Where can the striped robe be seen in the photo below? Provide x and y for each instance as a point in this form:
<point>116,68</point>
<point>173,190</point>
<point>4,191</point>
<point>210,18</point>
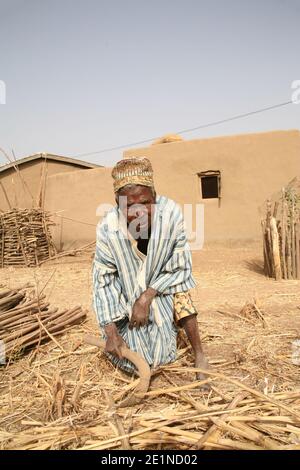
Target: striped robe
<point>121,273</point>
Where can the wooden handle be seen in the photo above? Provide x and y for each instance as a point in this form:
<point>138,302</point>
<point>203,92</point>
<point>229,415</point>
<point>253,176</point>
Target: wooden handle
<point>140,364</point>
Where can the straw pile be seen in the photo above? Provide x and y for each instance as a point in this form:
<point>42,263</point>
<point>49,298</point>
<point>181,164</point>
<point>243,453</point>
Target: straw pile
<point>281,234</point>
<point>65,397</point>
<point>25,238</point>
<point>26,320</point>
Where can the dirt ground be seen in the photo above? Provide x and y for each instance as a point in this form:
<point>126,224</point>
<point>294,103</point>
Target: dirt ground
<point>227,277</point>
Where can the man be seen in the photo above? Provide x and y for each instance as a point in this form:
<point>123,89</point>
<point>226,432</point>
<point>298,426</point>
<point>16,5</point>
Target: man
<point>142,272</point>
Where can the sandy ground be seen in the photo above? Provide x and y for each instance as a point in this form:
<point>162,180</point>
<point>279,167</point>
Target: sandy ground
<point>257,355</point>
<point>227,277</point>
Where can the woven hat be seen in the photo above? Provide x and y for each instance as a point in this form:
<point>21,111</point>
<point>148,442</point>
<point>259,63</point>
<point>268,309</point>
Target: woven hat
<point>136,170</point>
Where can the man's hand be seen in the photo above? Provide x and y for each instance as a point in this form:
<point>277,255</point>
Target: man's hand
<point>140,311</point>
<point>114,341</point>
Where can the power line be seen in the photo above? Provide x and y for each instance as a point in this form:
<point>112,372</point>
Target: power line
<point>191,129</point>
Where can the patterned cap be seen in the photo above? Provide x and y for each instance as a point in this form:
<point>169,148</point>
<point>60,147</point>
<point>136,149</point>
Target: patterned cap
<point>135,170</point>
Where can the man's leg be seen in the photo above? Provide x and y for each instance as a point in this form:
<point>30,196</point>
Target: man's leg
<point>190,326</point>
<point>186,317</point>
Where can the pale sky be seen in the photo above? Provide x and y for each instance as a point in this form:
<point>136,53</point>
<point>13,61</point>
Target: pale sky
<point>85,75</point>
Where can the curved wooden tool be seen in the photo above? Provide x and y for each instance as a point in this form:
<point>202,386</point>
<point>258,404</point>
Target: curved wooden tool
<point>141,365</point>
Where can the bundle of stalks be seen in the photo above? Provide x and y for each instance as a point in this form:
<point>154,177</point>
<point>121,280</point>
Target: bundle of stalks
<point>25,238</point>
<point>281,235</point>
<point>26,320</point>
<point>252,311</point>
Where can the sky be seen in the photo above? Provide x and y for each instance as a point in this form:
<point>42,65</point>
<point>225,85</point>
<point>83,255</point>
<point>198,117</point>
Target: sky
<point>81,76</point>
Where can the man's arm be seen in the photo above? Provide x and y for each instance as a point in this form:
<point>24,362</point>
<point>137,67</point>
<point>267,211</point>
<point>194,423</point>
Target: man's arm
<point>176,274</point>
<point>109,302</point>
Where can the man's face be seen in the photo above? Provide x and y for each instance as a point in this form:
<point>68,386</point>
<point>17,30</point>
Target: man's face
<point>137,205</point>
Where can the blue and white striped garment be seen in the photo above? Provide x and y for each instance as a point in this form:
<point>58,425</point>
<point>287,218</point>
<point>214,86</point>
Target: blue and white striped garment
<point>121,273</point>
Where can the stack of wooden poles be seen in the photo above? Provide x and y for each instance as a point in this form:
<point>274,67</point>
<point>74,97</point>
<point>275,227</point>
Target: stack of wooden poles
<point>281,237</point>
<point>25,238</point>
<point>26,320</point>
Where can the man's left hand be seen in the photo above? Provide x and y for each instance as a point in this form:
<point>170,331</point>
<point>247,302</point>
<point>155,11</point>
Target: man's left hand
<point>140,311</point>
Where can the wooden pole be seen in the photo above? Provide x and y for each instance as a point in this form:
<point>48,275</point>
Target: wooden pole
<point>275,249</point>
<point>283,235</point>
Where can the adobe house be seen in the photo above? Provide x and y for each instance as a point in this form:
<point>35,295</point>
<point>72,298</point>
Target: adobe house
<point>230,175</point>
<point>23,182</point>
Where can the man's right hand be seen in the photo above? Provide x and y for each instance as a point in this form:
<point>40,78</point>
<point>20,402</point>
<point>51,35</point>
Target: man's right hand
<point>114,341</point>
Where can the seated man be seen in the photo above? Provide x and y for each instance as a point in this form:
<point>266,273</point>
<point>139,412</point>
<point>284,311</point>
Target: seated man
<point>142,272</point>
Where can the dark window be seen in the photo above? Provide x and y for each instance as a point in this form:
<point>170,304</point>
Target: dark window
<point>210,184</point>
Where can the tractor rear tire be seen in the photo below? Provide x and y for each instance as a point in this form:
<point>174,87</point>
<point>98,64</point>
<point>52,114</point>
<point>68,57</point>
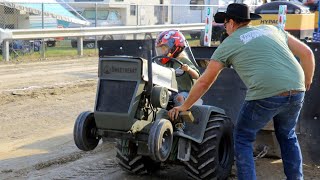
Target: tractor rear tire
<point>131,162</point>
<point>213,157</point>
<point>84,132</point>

==

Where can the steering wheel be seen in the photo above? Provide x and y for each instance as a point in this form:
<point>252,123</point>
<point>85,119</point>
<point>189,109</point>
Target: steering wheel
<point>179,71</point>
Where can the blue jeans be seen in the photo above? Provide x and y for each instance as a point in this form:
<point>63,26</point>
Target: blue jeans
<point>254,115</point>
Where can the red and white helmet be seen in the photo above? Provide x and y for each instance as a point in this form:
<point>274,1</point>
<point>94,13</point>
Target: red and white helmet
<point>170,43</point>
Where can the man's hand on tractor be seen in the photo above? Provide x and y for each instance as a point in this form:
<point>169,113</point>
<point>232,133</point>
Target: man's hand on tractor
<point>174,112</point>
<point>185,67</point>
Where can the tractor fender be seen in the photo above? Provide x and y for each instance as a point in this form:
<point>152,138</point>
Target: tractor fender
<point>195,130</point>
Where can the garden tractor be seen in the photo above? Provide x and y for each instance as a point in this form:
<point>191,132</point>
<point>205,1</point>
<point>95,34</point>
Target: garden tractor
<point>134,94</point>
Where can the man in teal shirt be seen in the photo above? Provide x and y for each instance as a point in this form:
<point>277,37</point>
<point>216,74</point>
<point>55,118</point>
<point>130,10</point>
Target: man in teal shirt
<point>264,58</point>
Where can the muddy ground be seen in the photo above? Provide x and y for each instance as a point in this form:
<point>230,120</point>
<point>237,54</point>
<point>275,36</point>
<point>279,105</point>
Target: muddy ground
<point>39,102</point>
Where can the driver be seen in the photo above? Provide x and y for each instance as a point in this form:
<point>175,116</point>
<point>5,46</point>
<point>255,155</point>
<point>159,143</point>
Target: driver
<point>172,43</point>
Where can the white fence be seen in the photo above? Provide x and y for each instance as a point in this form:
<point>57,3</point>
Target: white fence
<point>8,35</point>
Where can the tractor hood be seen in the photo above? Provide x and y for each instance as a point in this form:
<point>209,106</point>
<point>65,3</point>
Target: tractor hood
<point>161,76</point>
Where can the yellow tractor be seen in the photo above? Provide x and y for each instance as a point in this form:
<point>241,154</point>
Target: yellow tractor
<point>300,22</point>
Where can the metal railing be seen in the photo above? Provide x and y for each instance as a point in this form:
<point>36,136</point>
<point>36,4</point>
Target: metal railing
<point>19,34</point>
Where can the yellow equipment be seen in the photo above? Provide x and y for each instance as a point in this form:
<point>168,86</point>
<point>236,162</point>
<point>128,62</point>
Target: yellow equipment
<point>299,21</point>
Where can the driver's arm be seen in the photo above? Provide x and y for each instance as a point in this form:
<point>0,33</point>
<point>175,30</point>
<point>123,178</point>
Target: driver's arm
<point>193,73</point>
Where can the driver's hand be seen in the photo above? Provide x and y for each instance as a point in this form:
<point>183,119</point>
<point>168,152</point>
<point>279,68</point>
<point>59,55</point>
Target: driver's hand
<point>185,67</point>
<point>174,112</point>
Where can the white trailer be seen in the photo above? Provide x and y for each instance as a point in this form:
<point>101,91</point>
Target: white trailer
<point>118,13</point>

---

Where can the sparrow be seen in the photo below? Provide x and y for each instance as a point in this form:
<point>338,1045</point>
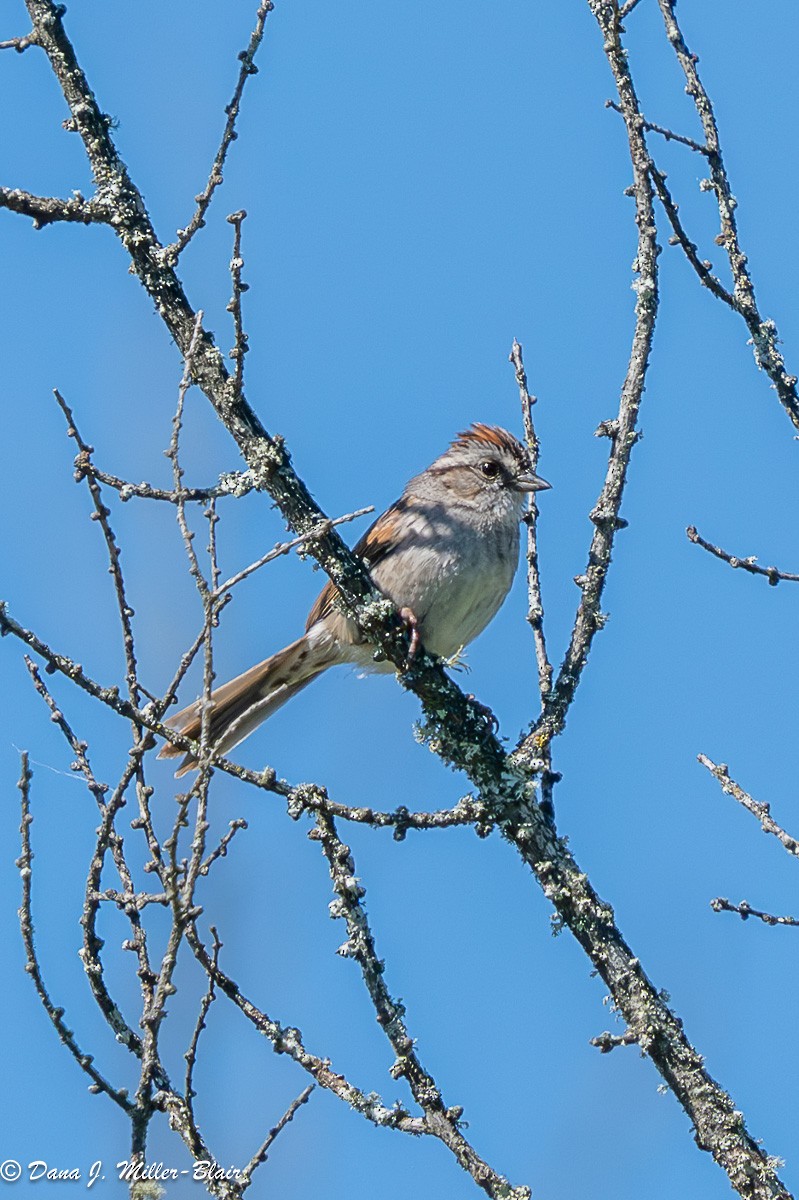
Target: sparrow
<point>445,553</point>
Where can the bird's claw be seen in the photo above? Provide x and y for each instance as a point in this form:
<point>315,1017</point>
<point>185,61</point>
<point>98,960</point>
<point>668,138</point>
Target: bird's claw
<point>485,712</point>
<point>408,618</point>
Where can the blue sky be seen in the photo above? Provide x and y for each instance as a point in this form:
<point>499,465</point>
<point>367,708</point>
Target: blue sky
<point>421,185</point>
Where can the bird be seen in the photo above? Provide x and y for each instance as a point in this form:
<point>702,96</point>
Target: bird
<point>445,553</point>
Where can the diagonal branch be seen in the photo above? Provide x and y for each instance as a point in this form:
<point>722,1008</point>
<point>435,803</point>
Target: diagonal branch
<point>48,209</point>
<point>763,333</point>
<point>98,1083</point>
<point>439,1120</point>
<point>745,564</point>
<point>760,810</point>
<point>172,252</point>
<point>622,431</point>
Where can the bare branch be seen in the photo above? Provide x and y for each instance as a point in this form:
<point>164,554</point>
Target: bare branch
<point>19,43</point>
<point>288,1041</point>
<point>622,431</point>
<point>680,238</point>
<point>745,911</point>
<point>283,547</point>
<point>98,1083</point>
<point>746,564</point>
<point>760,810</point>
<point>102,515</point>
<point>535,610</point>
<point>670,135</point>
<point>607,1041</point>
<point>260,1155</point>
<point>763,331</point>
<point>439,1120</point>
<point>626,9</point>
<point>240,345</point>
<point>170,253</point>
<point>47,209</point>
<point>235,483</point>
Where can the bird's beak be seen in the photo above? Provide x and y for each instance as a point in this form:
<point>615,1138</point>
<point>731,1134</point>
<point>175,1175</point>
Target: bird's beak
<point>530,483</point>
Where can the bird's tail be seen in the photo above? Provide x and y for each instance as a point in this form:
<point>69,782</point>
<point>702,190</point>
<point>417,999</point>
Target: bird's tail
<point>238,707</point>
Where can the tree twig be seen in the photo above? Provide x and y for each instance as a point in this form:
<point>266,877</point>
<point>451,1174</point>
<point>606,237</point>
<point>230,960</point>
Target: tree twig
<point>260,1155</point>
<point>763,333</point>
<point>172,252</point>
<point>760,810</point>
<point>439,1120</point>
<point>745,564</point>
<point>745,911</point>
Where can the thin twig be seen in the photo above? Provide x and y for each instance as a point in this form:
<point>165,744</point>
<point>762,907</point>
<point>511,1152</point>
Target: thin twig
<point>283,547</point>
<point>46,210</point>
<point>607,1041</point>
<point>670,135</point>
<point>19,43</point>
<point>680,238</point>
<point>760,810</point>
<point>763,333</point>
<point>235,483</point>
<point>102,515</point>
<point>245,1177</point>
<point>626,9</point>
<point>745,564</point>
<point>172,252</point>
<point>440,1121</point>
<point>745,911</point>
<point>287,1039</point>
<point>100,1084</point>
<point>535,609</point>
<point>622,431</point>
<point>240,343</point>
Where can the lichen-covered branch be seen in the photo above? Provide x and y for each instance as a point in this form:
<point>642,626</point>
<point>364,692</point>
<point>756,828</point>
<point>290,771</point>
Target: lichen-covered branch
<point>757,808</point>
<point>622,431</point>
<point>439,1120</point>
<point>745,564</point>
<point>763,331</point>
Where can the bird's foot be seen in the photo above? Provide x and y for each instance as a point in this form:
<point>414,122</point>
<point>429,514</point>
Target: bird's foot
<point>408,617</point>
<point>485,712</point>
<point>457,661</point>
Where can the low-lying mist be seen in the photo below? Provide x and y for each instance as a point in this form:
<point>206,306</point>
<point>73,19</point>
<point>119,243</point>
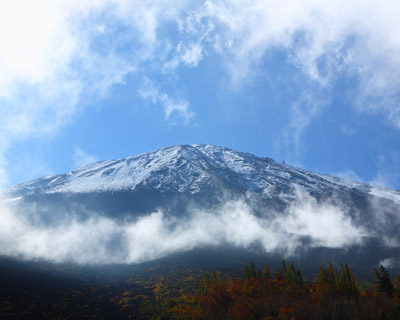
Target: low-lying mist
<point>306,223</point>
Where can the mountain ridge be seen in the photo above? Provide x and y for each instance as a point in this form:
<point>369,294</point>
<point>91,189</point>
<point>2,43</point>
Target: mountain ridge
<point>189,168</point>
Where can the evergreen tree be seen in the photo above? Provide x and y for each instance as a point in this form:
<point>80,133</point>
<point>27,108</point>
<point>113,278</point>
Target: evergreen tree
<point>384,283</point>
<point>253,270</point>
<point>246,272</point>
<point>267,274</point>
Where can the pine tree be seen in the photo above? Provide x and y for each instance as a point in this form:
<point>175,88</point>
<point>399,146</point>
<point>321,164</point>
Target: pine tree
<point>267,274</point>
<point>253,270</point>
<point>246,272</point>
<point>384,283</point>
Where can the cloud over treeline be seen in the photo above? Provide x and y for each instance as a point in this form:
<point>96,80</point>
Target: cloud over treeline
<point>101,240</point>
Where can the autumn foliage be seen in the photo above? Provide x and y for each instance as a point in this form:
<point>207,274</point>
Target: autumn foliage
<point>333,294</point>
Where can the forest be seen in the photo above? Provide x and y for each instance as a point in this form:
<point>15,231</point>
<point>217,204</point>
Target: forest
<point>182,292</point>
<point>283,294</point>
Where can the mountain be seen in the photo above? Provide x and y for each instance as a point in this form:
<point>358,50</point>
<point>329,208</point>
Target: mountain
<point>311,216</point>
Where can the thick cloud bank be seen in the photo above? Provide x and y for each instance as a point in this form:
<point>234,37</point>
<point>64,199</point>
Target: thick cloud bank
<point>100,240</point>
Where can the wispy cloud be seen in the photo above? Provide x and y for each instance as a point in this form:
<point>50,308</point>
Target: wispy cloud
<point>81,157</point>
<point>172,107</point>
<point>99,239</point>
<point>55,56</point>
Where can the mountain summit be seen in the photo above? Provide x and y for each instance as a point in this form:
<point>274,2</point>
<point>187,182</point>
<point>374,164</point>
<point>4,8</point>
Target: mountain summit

YOUR INSTRUCTIONS:
Could you return exactly the stretch of the data above that starts at the line with "<point>5,46</point>" and ends at the line with "<point>36,4</point>", both lines included?

RESULT OF THIS EXERCISE:
<point>5,46</point>
<point>255,155</point>
<point>159,143</point>
Target: driver
<point>172,43</point>
Where can the white fence be seen in the photo above? Provide x and y for each instance as a point in this form:
<point>57,3</point>
Target: white fence
<point>8,35</point>
Where can the tractor hood be seen in the photo above? Provide x and y for each instance as a point in this form:
<point>209,106</point>
<point>65,3</point>
Target: tractor hood
<point>161,76</point>
Where can the yellow tractor be seen in the photo above? Provide x and y for each instance as a point in this form:
<point>241,154</point>
Target: yellow tractor
<point>300,22</point>
Where can the metal railing be seen in the photo above? Provide x and y for each instance as a point in this form:
<point>36,136</point>
<point>36,4</point>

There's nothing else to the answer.